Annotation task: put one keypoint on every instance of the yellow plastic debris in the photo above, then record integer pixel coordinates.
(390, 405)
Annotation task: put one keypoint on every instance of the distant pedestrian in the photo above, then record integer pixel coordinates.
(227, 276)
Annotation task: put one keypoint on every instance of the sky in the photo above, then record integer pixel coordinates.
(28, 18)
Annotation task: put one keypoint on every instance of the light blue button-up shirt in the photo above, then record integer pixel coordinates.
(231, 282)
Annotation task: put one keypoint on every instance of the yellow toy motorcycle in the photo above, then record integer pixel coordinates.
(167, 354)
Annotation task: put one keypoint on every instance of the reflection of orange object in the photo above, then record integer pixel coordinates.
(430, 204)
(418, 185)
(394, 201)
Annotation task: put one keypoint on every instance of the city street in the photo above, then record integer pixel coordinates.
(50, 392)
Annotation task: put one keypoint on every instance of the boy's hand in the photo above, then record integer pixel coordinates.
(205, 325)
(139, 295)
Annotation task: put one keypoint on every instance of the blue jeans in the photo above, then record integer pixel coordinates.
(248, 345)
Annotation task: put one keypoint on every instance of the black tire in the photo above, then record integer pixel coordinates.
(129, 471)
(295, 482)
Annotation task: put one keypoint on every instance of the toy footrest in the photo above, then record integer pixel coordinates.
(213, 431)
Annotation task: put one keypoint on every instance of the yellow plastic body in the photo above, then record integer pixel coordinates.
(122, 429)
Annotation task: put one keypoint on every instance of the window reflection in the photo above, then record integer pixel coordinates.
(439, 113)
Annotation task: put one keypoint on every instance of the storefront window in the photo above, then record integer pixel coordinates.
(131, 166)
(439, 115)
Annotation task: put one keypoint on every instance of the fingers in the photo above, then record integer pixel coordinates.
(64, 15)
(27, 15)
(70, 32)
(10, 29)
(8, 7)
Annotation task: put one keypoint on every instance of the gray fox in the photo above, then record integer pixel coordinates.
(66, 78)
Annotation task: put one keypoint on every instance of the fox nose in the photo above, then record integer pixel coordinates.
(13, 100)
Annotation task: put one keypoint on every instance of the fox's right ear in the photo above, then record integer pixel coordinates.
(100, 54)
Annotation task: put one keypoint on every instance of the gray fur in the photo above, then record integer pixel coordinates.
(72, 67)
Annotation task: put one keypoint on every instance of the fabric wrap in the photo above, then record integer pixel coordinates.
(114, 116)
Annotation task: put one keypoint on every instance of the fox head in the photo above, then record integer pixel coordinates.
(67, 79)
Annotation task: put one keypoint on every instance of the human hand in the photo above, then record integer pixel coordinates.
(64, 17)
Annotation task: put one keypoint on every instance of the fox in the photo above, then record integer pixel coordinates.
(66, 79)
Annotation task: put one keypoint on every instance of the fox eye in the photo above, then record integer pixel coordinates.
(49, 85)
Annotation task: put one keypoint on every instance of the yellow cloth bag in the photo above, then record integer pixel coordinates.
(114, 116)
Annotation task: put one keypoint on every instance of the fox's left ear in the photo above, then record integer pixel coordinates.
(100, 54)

__________________________________________________

■ **WHAT TO DO**
Using the data above, reproduce every line exactly.

■ **TASK ANSWER**
Annotation task: put one keypoint on every instance of the yellow plastic debris in the photo above, then record integer pixel coordinates.
(390, 405)
Annotation task: put one keypoint on every instance of the distant pedestrian in the photo above, then record integer pixel coordinates.
(227, 276)
Annotation task: put one keypoint on every instance of the sky in the photo above, then record integer pixel coordinates.
(28, 18)
Annotation task: put one keypoint on every instance of the light blue button-up shirt in the photo above, then record integer pixel coordinates.
(231, 282)
Annotation task: put one keypoint on every instance of the yellow toy motorcycle in the photo above, then record integer pixel coordinates.
(167, 354)
Annotation task: put one keypoint on every instance of the reflection of orange object in the photo above, then record integer pixel coordinates.
(430, 204)
(418, 185)
(394, 201)
Annotation task: put one keypoint on every instance of the city street in the photo above, then record integer pixel coordinates.
(50, 392)
Annotation task: put one keypoint on every instance of the boy's hand in the photo above, then record integer pixel coordinates.
(205, 325)
(139, 295)
Annotation task: put one keypoint on every instance of the blue jeans in the photo above, then record integer pixel coordinates.
(248, 345)
Annotation task: put one keypoint on every instance of the black tire in the photo above, then record integer pixel coordinates.
(129, 471)
(295, 482)
Annotation task: put one keypoint on every instance of the toy footrest in the photo above, then record integer pixel coordinates.
(213, 431)
Annotation task: put one keypoint on every instance of the yellow plastic body in the photo above, then record integer pixel coordinates.
(122, 429)
Annotation task: put one keypoint on every instance of the window reflection in the photo above, then record integer pixel coordinates.
(439, 113)
Annotation task: put one keypoint on every instance of the storefront window in the photo above, then record integer pixel coordinates.
(131, 166)
(439, 115)
Annotation task: put one keypoint on every instance of the fingers in the photo above, then record integer pixel coordinates.
(64, 15)
(27, 15)
(70, 32)
(10, 29)
(8, 7)
Annotation task: put one keypoint on every instance of the gray fox in the photo above, then record integer pixel coordinates.
(66, 78)
Annotation task: put one keypoint on every instance of the fox nose in the photo above, then record integer pixel coordinates.
(13, 100)
Annotation task: put one keypoint on every instance of the fox's right ear in the photo above, then record integer pixel coordinates.
(100, 54)
Annotation task: put one keypoint on every instance of the gray fur in the photo above, then record integer pixel coordinates.
(72, 67)
Annotation task: put one keypoint on every instance of the fabric wrap in the photo above, then record integer pixel coordinates.
(114, 116)
Annotation task: put one keypoint on every instance of the fox head in the photo above, then record integer pixel coordinates.
(67, 79)
Annotation task: put one keypoint on every instance of the human hand in the photo above, then record integer pixel coordinates.
(64, 17)
Annotation task: put one keypoint on every instance of the fox in the photo above, then record integer pixel coordinates.
(66, 79)
Annotation task: put one keypoint on every instance of the fox eye in the photo above, then record integer pixel coordinates.
(49, 85)
Annotation task: put one keypoint on every instance of the yellow cloth bag in the photo above, then record integer pixel coordinates.
(114, 116)
Annotation task: put one keypoint on every instance of the fox's left ear in the photo above, then record integer pixel coordinates.
(100, 54)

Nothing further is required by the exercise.